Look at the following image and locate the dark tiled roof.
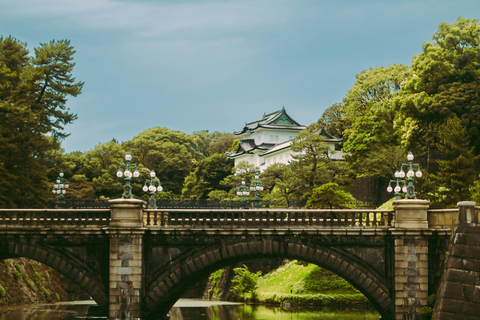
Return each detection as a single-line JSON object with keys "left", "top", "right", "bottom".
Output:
{"left": 225, "top": 139, "right": 276, "bottom": 158}
{"left": 234, "top": 107, "right": 306, "bottom": 136}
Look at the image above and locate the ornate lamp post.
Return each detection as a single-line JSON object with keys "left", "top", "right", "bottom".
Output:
{"left": 236, "top": 179, "right": 250, "bottom": 208}
{"left": 116, "top": 153, "right": 140, "bottom": 199}
{"left": 387, "top": 152, "right": 423, "bottom": 199}
{"left": 250, "top": 171, "right": 264, "bottom": 207}
{"left": 142, "top": 170, "right": 163, "bottom": 209}
{"left": 52, "top": 170, "right": 69, "bottom": 207}
{"left": 387, "top": 174, "right": 407, "bottom": 200}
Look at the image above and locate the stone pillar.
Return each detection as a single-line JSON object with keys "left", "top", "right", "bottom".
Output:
{"left": 393, "top": 199, "right": 430, "bottom": 320}
{"left": 107, "top": 199, "right": 146, "bottom": 320}
{"left": 393, "top": 199, "right": 430, "bottom": 229}
{"left": 457, "top": 201, "right": 477, "bottom": 224}
{"left": 393, "top": 236, "right": 429, "bottom": 320}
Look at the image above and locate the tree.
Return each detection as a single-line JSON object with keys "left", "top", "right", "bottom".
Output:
{"left": 192, "top": 130, "right": 235, "bottom": 158}
{"left": 0, "top": 37, "right": 83, "bottom": 207}
{"left": 342, "top": 64, "right": 411, "bottom": 176}
{"left": 395, "top": 17, "right": 480, "bottom": 159}
{"left": 305, "top": 183, "right": 356, "bottom": 209}
{"left": 230, "top": 264, "right": 261, "bottom": 300}
{"left": 311, "top": 103, "right": 349, "bottom": 139}
{"left": 181, "top": 153, "right": 234, "bottom": 199}
{"left": 289, "top": 130, "right": 336, "bottom": 198}
{"left": 425, "top": 116, "right": 478, "bottom": 207}
{"left": 125, "top": 127, "right": 199, "bottom": 195}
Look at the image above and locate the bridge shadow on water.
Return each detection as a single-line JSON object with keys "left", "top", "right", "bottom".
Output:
{"left": 168, "top": 301, "right": 380, "bottom": 320}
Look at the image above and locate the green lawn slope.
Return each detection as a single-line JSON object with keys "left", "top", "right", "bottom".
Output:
{"left": 256, "top": 260, "right": 369, "bottom": 306}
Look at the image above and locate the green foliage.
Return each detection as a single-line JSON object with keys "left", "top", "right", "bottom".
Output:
{"left": 125, "top": 127, "right": 199, "bottom": 195}
{"left": 306, "top": 183, "right": 356, "bottom": 209}
{"left": 289, "top": 130, "right": 351, "bottom": 199}
{"left": 419, "top": 294, "right": 436, "bottom": 320}
{"left": 0, "top": 36, "right": 83, "bottom": 208}
{"left": 396, "top": 17, "right": 480, "bottom": 154}
{"left": 182, "top": 153, "right": 234, "bottom": 199}
{"left": 0, "top": 285, "right": 5, "bottom": 297}
{"left": 312, "top": 103, "right": 348, "bottom": 139}
{"left": 208, "top": 269, "right": 225, "bottom": 299}
{"left": 192, "top": 130, "right": 235, "bottom": 158}
{"left": 230, "top": 264, "right": 261, "bottom": 300}
{"left": 423, "top": 116, "right": 478, "bottom": 206}
{"left": 342, "top": 64, "right": 410, "bottom": 178}
{"left": 26, "top": 279, "right": 36, "bottom": 292}
{"left": 207, "top": 190, "right": 230, "bottom": 200}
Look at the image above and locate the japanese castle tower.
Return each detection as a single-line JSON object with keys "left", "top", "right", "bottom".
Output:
{"left": 226, "top": 107, "right": 343, "bottom": 172}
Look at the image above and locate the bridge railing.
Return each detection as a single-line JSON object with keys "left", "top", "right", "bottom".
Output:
{"left": 0, "top": 209, "right": 111, "bottom": 228}
{"left": 143, "top": 208, "right": 394, "bottom": 228}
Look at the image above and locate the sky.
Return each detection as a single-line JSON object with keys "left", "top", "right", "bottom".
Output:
{"left": 1, "top": 0, "right": 480, "bottom": 153}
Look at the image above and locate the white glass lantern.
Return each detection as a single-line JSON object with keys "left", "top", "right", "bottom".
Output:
{"left": 54, "top": 184, "right": 58, "bottom": 189}
{"left": 65, "top": 184, "right": 69, "bottom": 189}
{"left": 150, "top": 171, "right": 156, "bottom": 178}
{"left": 149, "top": 185, "right": 155, "bottom": 192}
{"left": 116, "top": 171, "right": 123, "bottom": 178}
{"left": 387, "top": 186, "right": 393, "bottom": 193}
{"left": 56, "top": 179, "right": 60, "bottom": 184}
{"left": 416, "top": 170, "right": 422, "bottom": 178}
{"left": 157, "top": 186, "right": 163, "bottom": 192}
{"left": 402, "top": 187, "right": 408, "bottom": 193}
{"left": 237, "top": 191, "right": 241, "bottom": 196}
{"left": 394, "top": 186, "right": 401, "bottom": 193}
{"left": 125, "top": 153, "right": 132, "bottom": 161}
{"left": 124, "top": 170, "right": 132, "bottom": 178}
{"left": 133, "top": 170, "right": 140, "bottom": 178}
{"left": 399, "top": 171, "right": 405, "bottom": 178}
{"left": 407, "top": 170, "right": 414, "bottom": 178}
{"left": 407, "top": 152, "right": 414, "bottom": 161}
{"left": 143, "top": 185, "right": 148, "bottom": 192}
{"left": 59, "top": 172, "right": 64, "bottom": 177}
{"left": 57, "top": 190, "right": 61, "bottom": 194}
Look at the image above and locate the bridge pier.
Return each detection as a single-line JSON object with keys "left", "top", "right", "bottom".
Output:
{"left": 107, "top": 199, "right": 146, "bottom": 320}
{"left": 392, "top": 199, "right": 430, "bottom": 320}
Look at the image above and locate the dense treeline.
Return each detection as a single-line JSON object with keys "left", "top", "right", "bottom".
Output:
{"left": 2, "top": 17, "right": 480, "bottom": 208}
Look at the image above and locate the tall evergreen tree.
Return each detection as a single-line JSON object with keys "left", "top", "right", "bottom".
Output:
{"left": 426, "top": 116, "right": 478, "bottom": 207}
{"left": 0, "top": 37, "right": 83, "bottom": 207}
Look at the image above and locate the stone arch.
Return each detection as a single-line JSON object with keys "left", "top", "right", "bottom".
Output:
{"left": 0, "top": 239, "right": 108, "bottom": 309}
{"left": 143, "top": 239, "right": 394, "bottom": 320}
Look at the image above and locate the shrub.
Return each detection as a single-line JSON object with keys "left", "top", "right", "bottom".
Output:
{"left": 230, "top": 265, "right": 261, "bottom": 300}
{"left": 0, "top": 285, "right": 5, "bottom": 297}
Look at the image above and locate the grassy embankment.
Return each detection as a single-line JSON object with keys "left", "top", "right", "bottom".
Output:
{"left": 253, "top": 260, "right": 370, "bottom": 307}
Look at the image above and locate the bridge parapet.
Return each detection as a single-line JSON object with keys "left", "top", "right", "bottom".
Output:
{"left": 0, "top": 208, "right": 110, "bottom": 228}
{"left": 143, "top": 208, "right": 394, "bottom": 228}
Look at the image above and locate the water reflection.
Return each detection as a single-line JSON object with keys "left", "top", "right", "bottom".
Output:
{"left": 0, "top": 300, "right": 106, "bottom": 320}
{"left": 0, "top": 300, "right": 379, "bottom": 320}
{"left": 169, "top": 300, "right": 380, "bottom": 320}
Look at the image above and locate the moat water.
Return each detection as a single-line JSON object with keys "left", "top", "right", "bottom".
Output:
{"left": 0, "top": 299, "right": 380, "bottom": 319}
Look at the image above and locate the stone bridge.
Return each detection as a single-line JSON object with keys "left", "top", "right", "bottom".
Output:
{"left": 0, "top": 199, "right": 474, "bottom": 320}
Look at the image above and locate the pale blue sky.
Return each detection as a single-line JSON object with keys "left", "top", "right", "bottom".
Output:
{"left": 1, "top": 0, "right": 479, "bottom": 153}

### Assigned task
Please return a copy of each line in the entries that has the string "water".

### Expected answer
Look at the image above and locate the bridge shadow on water.
Look at the image above and locate the water reflection.
Look at the image above and locate the moat water.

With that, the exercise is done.